Exercise: Revise the records below by changing every "sandy beach" to "pebble shore" and keeping everything else the same. Omit the pictures from your answer.

Data provided:
start
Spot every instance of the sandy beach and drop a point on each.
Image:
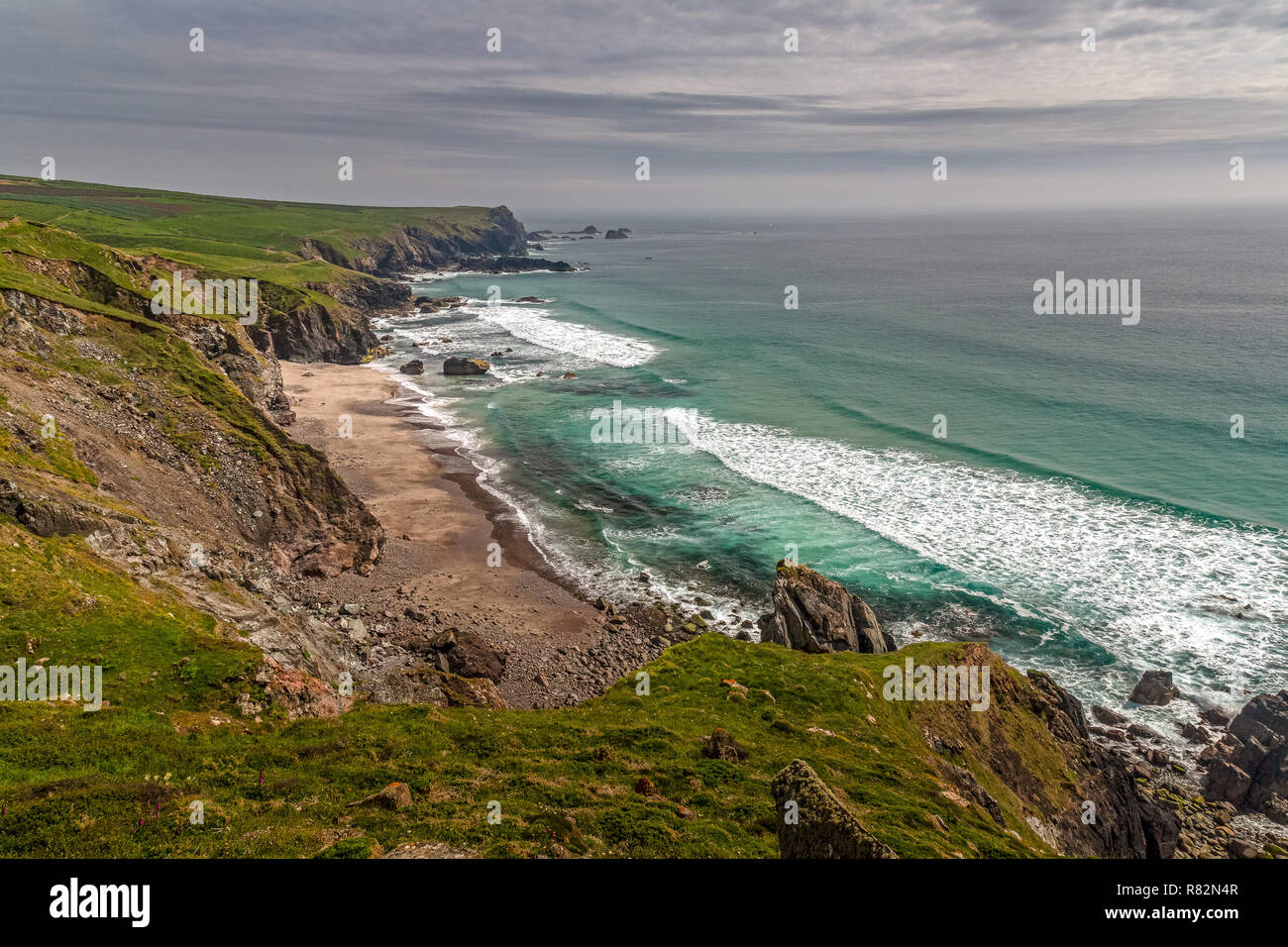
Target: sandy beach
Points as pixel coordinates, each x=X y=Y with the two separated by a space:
x=439 y=527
end
Output for this task:
Spot every instance of the pebble shore and drop a point on each.
Image:
Target: pebble shore
Points as pixel coordinates, each x=X y=Y with the two separated by a space:
x=439 y=527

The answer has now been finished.